--- Texto seleccionado ---
"…Años después me enteré que había fallecido en su ley, trabajando y una vez más atropellado en las calles que le fueron crueles, cabalgando su eterna bicicleta italiana…".

Bajito, morocho, pelo ensortijado, lo llamaban "El negro" y tenía varios apodos más. Nunca supimos bien su nombre, porque también se le atribuía varios. No se le conocía parientes. Vivía a un costado de una hermosa casa de un conocido médico, en una precaria y rústica casilla de madera y techo de chapas, de un solo ambiente, a la cual se llegaba por un largo pasillo, y que habitaba con la única compañía de un perrito callejero hecho a su imagen y semejanza.

No le supimos novia; una vida de eterno solitario, cuya pasión era jugar al fútbol. Tomaba la pelota de tientos obtenida con el fruto de su humilde trabajo de buen lustrador de muebles, corría de un extremo a otro de la cancha a gran velocidad y no la entregaba a nadie ni tiraba el centro ni al arco; sólo era para él; quizá una de sus pocas amadas pertenencias. Claro, así era difícil jugar para su equipo; y para colmo era el dueño de la pelota.

El Negro Cano, Carbone o Mariscal, vaya uno a saber, compraba semanalmente como un rito las revistas de su deporte entrañable. Cuando terminábamos los eternos partidos de cuatro o cinco horas en la canchita de enfrente, nos íbamos a su casilla, donde nos sentíamos como en un palacio, porque allí repasábamos sus revistas futboleras, en las que conocimos a los ídolos de la época.

Nos fuimos del barrio, y a los años, ya grande, volví a verlo un día que me gritó de lejos, como era su forma de anunciarse: ("¡eh, loco!"), desde su inconfundible robusta bicicleta Bianchi que tenía desde siempre. Estaba igual El Negro, con su extraña sonrisa entre triste y burlona y en el portabultos los elementos de lustrar. 

Tiempo después me visitó en el Estudio. Lo había atropellado un auto mientras conducía su bicicleta y había quedado física y mentalmente mal. Años después me enteré que había fallecido en su ley, trabajando y una vez más atropellado en las calles que le fueron crueles, cabalgando su eterna bicicleta italiana.

El Negro, esa síntesis de soledades y hazañas, en lejanas sombras hoy, seguramente ronda en vela las tardecitas de la Villa Zavalla, de los arrabales del Parque de Mayo, de alguna dura calle de nuestra ciudad donde dejó sus ilusiones muertas de frío; donde posiblemente no haya logrado ser feliz. Dicen que se ríe de todo y de todos, y que su figurita chaplinesca sigue apilando jugadores por el costado izquierdo, escondiendo entre sus piernitas veloces una tarde renga y marchita y una pelota traslúcida que es su trofeo y ancla a la vida eterna.
--- Extracto de datos ---
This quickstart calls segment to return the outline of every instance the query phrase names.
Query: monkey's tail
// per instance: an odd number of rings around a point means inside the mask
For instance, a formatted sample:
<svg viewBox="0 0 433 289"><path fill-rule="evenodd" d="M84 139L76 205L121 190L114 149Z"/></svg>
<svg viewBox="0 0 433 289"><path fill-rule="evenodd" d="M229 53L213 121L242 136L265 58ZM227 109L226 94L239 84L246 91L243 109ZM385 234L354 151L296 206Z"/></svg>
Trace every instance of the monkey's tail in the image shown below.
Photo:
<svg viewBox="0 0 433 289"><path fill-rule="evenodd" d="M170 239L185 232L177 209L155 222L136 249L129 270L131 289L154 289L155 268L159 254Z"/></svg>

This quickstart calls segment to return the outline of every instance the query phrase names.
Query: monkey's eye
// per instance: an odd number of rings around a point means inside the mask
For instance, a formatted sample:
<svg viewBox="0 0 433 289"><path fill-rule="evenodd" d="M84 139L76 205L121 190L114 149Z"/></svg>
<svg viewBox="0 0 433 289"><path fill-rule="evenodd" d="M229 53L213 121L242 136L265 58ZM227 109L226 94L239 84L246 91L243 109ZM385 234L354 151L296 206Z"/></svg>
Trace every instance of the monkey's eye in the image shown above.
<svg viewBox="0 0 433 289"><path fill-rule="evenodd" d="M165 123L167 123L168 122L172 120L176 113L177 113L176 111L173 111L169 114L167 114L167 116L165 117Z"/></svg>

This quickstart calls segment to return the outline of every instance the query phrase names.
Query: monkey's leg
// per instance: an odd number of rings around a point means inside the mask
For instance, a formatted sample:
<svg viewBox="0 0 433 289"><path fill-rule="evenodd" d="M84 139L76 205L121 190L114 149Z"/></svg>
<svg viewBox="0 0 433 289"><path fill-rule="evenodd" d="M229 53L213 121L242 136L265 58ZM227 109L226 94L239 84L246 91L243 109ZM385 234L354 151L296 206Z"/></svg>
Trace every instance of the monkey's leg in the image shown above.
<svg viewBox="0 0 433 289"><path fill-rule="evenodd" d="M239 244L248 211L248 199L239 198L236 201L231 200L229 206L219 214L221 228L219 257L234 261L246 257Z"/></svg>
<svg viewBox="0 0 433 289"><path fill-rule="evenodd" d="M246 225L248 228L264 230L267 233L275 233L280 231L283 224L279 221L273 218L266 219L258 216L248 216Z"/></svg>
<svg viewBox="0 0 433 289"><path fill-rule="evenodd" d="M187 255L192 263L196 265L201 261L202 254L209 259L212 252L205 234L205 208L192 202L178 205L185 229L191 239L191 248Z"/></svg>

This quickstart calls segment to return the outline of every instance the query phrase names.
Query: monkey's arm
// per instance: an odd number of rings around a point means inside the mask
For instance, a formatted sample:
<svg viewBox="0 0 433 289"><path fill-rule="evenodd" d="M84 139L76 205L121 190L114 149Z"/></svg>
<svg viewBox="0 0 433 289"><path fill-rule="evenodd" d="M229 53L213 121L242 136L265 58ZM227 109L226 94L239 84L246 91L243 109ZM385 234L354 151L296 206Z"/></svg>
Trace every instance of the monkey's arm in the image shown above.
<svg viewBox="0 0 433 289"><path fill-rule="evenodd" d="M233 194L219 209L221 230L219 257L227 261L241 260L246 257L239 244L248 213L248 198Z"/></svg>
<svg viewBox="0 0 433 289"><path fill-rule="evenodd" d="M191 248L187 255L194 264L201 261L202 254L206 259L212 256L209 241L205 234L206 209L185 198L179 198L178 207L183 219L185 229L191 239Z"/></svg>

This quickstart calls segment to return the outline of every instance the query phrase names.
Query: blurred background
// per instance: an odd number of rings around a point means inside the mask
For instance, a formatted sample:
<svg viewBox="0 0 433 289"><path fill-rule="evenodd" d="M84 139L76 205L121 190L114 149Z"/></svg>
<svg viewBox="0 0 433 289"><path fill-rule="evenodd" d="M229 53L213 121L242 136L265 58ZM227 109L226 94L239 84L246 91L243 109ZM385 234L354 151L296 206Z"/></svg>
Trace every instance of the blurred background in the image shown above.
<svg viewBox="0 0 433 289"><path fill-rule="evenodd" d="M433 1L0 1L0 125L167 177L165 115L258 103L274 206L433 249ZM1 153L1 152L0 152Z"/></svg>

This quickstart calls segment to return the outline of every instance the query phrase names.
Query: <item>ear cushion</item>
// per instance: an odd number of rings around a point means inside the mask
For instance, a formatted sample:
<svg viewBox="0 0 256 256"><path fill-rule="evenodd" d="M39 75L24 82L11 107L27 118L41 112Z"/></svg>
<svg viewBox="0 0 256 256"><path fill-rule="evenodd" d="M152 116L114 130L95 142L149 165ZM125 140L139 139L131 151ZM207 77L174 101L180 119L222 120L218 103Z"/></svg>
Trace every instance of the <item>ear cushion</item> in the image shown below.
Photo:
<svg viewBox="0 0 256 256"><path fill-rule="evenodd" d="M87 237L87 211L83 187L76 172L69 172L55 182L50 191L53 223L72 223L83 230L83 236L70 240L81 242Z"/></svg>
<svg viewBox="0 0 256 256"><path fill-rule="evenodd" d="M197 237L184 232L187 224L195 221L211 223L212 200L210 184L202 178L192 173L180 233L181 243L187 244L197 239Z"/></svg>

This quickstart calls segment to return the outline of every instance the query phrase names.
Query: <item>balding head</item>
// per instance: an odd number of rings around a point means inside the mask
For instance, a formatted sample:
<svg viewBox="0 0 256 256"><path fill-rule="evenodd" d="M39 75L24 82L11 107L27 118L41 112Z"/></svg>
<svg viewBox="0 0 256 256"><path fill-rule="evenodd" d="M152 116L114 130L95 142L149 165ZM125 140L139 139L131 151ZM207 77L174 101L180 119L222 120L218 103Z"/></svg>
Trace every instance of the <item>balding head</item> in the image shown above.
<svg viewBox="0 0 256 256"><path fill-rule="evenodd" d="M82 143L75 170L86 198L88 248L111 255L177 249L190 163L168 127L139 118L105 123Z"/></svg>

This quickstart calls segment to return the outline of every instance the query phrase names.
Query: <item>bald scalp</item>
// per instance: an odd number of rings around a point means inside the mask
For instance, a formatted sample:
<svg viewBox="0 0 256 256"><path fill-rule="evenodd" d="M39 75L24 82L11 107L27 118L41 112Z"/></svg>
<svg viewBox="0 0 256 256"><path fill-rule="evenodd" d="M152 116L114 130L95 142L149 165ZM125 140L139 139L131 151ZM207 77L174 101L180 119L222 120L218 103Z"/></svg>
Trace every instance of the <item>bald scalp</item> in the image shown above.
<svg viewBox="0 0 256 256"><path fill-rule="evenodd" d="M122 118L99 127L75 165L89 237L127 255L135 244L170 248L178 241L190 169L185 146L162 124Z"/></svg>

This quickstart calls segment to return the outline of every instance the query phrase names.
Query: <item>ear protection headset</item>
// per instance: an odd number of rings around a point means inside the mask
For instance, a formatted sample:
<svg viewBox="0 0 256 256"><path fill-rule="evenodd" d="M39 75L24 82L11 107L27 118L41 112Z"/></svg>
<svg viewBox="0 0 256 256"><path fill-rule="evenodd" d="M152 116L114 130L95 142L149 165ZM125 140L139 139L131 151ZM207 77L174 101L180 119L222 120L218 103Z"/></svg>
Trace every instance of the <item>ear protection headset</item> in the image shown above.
---
--- Extracto de datos ---
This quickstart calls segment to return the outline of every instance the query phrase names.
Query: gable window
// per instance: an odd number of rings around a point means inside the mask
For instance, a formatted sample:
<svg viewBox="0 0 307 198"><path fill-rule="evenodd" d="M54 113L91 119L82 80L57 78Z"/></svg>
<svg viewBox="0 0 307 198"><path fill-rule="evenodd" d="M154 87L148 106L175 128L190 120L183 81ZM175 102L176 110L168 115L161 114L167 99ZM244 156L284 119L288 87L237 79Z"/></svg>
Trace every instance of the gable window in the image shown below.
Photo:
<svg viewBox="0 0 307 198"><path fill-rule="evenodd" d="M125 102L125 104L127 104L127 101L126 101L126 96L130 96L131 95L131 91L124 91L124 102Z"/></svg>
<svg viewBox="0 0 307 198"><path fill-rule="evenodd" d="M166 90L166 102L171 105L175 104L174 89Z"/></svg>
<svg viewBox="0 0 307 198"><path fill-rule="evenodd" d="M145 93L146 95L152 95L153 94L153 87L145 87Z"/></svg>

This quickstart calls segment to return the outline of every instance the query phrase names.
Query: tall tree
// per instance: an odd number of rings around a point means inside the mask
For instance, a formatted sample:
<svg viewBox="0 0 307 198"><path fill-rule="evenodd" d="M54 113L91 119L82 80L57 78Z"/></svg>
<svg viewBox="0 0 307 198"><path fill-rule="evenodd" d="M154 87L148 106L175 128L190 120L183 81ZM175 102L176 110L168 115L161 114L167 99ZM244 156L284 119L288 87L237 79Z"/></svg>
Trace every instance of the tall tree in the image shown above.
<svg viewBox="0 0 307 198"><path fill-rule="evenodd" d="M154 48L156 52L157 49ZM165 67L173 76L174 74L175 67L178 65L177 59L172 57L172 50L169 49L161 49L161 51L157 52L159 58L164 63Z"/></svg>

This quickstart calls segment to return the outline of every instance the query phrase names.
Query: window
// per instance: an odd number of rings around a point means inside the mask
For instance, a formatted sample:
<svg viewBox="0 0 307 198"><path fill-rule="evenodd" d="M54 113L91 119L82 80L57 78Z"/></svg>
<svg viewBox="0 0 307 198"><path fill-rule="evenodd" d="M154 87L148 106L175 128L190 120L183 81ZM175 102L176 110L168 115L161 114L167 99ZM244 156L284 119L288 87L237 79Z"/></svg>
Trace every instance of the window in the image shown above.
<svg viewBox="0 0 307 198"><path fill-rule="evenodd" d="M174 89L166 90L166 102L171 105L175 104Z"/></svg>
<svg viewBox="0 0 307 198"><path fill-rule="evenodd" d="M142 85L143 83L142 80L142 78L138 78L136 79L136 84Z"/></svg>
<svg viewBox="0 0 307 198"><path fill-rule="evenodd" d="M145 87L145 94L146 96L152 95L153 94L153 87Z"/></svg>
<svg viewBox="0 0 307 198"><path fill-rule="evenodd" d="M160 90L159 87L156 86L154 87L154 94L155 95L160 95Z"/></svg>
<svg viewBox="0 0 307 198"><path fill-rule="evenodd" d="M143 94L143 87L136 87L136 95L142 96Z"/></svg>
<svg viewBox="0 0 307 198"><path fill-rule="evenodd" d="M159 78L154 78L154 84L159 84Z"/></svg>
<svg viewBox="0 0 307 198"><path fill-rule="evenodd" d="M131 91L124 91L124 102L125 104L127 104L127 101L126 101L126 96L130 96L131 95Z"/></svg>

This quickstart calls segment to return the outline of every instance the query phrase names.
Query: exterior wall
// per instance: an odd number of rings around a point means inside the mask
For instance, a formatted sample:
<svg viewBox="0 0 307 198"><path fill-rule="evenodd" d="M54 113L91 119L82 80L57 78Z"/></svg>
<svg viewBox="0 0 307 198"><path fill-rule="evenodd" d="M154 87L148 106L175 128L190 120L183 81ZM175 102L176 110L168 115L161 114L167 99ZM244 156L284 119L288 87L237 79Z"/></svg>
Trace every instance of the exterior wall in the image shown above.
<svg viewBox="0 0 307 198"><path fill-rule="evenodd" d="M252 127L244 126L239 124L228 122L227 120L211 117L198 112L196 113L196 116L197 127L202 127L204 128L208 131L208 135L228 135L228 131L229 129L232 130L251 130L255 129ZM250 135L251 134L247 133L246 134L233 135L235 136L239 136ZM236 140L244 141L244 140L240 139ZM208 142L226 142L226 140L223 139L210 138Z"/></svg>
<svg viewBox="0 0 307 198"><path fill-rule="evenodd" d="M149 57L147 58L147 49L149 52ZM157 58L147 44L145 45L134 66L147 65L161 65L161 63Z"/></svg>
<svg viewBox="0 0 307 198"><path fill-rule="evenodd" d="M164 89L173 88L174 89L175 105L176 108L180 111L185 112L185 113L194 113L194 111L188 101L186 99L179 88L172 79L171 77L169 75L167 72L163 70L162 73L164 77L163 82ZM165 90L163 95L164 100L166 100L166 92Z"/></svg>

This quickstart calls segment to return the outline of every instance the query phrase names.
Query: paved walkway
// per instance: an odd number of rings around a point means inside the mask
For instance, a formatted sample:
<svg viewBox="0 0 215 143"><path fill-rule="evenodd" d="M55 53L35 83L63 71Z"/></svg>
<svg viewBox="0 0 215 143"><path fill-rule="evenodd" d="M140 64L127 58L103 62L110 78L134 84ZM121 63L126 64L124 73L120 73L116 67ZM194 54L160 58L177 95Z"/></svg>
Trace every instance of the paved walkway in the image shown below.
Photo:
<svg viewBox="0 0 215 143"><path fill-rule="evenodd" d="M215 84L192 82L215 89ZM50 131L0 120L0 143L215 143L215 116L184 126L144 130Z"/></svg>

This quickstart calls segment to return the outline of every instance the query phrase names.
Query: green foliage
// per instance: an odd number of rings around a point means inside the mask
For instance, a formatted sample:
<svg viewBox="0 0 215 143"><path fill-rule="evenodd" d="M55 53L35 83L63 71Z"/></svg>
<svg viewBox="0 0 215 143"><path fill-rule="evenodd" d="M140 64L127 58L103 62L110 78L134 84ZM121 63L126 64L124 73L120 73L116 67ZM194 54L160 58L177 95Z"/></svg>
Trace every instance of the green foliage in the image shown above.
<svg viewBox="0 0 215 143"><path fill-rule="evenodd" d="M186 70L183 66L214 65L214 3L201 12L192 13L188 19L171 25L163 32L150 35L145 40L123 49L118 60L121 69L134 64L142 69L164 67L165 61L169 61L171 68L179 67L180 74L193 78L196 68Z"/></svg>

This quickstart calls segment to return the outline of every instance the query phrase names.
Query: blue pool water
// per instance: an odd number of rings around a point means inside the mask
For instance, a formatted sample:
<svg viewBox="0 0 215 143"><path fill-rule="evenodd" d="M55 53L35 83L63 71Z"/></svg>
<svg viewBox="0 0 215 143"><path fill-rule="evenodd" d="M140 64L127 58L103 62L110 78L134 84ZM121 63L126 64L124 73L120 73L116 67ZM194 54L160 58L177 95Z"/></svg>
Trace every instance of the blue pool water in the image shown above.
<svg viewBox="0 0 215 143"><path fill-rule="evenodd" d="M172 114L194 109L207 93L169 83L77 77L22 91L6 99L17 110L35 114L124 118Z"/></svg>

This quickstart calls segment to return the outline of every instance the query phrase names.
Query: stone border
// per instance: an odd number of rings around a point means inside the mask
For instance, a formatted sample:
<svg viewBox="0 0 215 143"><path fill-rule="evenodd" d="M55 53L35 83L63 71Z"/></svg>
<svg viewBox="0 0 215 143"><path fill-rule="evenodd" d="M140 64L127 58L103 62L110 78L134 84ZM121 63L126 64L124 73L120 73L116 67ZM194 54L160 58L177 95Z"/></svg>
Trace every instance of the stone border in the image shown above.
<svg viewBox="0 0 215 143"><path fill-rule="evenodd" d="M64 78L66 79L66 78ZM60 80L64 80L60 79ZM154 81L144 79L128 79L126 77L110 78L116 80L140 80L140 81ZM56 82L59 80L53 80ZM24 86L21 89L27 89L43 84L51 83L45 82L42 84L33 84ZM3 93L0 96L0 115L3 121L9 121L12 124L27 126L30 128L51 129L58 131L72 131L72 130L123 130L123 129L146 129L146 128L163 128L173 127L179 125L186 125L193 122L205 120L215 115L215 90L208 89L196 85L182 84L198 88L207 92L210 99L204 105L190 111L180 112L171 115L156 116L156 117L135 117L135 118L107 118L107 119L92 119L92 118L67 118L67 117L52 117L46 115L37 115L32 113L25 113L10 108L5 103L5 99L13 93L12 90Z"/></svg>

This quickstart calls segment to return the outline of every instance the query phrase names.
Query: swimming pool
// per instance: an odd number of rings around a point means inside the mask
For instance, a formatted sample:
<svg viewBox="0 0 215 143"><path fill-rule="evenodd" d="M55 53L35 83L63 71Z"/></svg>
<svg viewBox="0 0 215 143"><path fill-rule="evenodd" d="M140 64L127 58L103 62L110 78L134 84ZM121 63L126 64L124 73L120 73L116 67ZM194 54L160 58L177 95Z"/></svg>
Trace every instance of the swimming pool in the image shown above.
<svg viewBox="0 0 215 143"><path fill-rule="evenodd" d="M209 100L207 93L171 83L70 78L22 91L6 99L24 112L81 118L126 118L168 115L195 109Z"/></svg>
---
Transcribe sin cambios el tramo del texto sobre El Negro que va desde "El Negro Cano, Carbone" hasta "elementos de lustrar.". Estas filas proceden de una fuente distinta del texto.

Tarea resuelta >>
El Negro Cano, Carbone o Mariscal, vaya uno a saber, compraba semanalmente como un rito las revistas de su deporte entrañable. Cuando terminábamos los eternos partidos de cuatro o cinco horas en la canchita de enfrente, nos íbamos a su casilla, donde nos sentíamos como en un palacio, porque allí repasábamos sus revistas futboleras, en las que conocimos a los ídolos de la época.

Nos fuimos del barrio, y a los años, ya grande, volví a verlo un día que me gritó de lejos, como era su forma de anunciarse: ("¡eh, loco!"), desde su inconfundible robusta bicicleta Bianchi que tenía desde siempre. Estaba igual El Negro, con su extraña sonrisa entre triste y burlona y en el portabultos los elementos de lustrar.